*Given instruction 1:* Select every line of the listing that contains the word "wall", matching case exactly.

*Passage to read:*

PUMA celebrates historical Athlete Moments at the Olympic Games in Tokyo

August 13, 2021

PUMA celebrates historical Athlete Moments at the Olympic Games in Tokyo

August 13, 2021

We are still celebrating the incredible moments of our sponsored athletes. Many of them wrote sports history at the Olympic GamesTM this summer. Our PUMA-sponsored athletes, gathered a total of 22 Gold, 24 Silver, and 20 Bronze medals in Tokyo. PUMA-sponsored Federations scored eleven Gold, eight Silver and seven Bronze medals. For more than 70 years, PUMA has created brand heat by partnering with the most famous and successful athletes. Within PUMA’s brand mission to become the fastest sports brand in the world, we have continued to focus on creating brand heat and developing product ranges that are right for our athletes and consumers.

These Olympic Games in Tokyo have been an amazing sports event that created many heroes and heroines, both nationally and globally, who delivered world-class performances on the track and pitches. Given all the uncertainty before the Games, I feel the organizers did a terrific job in making these Games happen. We are incredibly proud of our PUMA sponsored medalists, as well as the rest of our athletes, who worked hard and gave everything to perform at their very best.

Bjørn Gulden, CEO of PUMA

Outstanding world-class performances

Here is a selection of historical performances of  PUMA-sponsored athletes

Outstanding world-class performances were delivered by PUMA athlete Karsten Warholm, when he clocked in 45.94s over 400m hurdles, breaking his own world record of 46.70s. In a much acclaimed race – labelled the ‘Best Race in Track & Field history – the 25-year-old Norwegian was said to have not broken his own world-record, but destroyed it. Between Edwin Moses’ world record of 47.45s in 1977 and Karsten’s world record of 46.70s from July 2021, the 400m hurdles record had progressed by 75 hundreth of a second. Then, in just one race in Tokyo, Warholm improved the world record by 76 hundreth – a performance unseen in 44 years. In addition, the sacrosanct 47 second mark in the 400m hurdles had only been broken six times before the Tokyo Olympic final. In this one race, three hurdlers ran under 47 seconds, with the silver medalist Rai Benjamin breaking Karsten’s old world record, running 46.17s. At the Rio Olympics in 2016, gold medalist Kerron Clement ran 47.73s and in the 2019 Doha World Championships, Karsten won in 47.42s. With these times, a hurdler would only have taken the sixth place in the Tokyo final.

*Given instruction 2:*
Answer these questions using the text on PUMA at the Tokyo Olympics:
(a) How many Gold medals did PUMA-sponsored athletes gather in Tokyo?
(b) What time did Karsten Warholm clock over 400m hurdles in Tokyo?
(c) Who is named as CEO of PUMA?

*Records for this task:*
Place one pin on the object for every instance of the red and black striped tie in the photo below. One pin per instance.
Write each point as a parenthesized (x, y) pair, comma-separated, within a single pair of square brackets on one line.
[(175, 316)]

---

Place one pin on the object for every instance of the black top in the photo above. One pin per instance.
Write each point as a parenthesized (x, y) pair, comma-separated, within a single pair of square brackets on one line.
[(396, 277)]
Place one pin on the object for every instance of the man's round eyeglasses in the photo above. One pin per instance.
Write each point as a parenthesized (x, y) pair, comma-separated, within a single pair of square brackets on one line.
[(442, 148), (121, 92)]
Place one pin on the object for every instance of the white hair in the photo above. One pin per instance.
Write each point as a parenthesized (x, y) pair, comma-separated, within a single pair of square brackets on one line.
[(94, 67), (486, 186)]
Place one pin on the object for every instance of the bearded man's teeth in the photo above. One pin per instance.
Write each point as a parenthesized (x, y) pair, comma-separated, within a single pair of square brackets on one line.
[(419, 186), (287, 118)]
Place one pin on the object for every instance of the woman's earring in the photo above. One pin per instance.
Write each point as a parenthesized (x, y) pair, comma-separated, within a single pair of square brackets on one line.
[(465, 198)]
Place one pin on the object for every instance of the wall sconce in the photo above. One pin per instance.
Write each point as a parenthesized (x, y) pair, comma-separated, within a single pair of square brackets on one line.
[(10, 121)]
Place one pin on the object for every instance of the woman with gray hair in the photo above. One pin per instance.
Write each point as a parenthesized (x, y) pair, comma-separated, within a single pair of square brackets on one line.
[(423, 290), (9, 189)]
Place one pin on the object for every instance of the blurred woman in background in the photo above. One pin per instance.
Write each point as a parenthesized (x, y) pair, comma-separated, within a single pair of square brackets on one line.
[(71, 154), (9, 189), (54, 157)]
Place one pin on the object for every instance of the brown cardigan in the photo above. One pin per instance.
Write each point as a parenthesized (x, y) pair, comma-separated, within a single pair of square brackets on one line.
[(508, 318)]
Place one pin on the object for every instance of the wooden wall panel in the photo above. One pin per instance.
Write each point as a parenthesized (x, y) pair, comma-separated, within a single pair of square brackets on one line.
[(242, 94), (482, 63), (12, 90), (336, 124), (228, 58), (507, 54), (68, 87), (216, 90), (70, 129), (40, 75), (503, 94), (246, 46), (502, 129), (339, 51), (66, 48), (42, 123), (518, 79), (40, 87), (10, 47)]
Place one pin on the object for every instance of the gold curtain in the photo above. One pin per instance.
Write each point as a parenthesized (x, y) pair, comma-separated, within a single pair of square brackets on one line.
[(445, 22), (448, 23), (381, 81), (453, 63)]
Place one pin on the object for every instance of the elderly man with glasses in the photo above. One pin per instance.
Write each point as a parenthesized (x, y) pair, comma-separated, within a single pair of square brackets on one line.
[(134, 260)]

*Exercise response 1:*
Place one pin on the object for every instance of the wall sconce in the photo above. One pin per instance.
Place one pin on the object for every instance of the wooden wall panel in the photo above. One pin per instance.

*Exercise response 2:*
(a) 22
(b) 45.94s
(c) Bjørn Gulden